- [Required tasks]:
a - In the article on Norwegian Cruise Line and the British Virgin Islands, how many scheduled calls did Norwegian make to the territory last year, according to BVI Port Authority data?
b - Reproduce the article on Norwegian Cruise Line and the British Virgin Islands from "Plans to raise over" up to and including "in a statement.".

- [Document text]:
·····

The British Virgin Islands is in danger of losing millions in revenue from one of the territory’s leading cruise companies, the Norwegian Cruise Line, who recently said they might be going out of business due to the COVID-19 pandemic.
International media reports are that Norwegian Cruise Line Holdings submitted a filing to the US Securities and Exchange Commission stating that its accounting firm has substantial doubt about the company’s ability to continue after the pandemic.
A media release from Norwegian also said that the company is making significant cost cuts.
It is granting leave to 20 percent of its estimated 4,000 on-shore staff and reducing the hours and salaries of the remaining employees - which includes almost 32,000 cruise ship staff - by 20 percent.
Massive potential loss for BVI
The cruise line is responsible for shuttling at least 4,000 or more passengers to the territory on each call. Michele Paige, the President of the Florida Caribbean Cruise Association (FCCA) of which Norwegian is a member, said more than half-million-dollars is up for grabs whenever major ships like Norwegian calls into the territory.
According to cruise ship data from the BVI Port Authority, Norwegian made about 37 scheduled calls to the territory last year. By the FCCA’s logic, that could mean the BVI received at least $18 million from Norwegian Cruise Line alone last year.
Plans to raise over $2 billion
Norwegian, in the meantime, announced plans to raise more than $2 billion in additional cash reserves to sustain the company should operations be suspended for more than a year.
It arranged to raise almost $1.35 billion in a private placement of notes due in 2024 and up to $400 million more notes through the sale of additional shares of stock. Norwegian also arranged to borrow $400 million from investment firm L Catterton through notes due in 2026.
“This strengthens the company’s financial position and ensures it is well positioned to withstand well over 12 months of voyage suspensions,” Norwegian said in a statement.
It continued: “While this is not the company’s base case expectation, the company has taken a proactive approach to protect its future given the significant uncertainty and unknown duration of the Covid-19 global pandemic.”
Norwegian, the world’s third-largest cruise operator, operates the Norwegian Cruise Line, Oceania Cruises and Regent Seven Seas Cruises, which together have a fleet of 28 ships with nearly 60,000 berths among them.
The company suspended sailings of all its fleets on March 14 following an industrywide shutdown that has now been extended to June 30.

·····

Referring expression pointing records
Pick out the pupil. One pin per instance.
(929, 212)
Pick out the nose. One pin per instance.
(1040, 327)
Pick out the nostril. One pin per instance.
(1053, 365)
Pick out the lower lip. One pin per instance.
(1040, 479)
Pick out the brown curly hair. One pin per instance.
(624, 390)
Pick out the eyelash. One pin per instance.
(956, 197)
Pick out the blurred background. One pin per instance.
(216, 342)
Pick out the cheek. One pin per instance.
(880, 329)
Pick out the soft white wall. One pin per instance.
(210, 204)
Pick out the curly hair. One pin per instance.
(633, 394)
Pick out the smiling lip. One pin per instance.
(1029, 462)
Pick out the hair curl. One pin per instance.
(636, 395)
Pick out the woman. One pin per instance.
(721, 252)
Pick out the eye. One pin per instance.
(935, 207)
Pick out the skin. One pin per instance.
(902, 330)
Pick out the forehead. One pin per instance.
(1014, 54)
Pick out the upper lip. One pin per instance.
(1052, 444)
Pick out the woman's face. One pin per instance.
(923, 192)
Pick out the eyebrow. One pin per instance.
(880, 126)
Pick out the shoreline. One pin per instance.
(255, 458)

·····

- [Set of answers]:
a - About 37 scheduled calls.

b -
Plans to raise over $2 billion
Norwegian, in the meantime, announced plans to raise more than $2 billion in additional cash reserves to sustain the company should operations be suspended for more than a year.
It arranged to raise almost $1.35 billion in a private placement of notes due in 2024 and up to $400 million more notes through the sale of additional shares of stock. Norwegian also arranged to borrow $400 million from investment firm L Catterton through notes due in 2026.
“This strengthens the company’s financial position and ensures it is well positioned to withstand well over 12 months of voyage suspensions,” Norwegian said in a statement.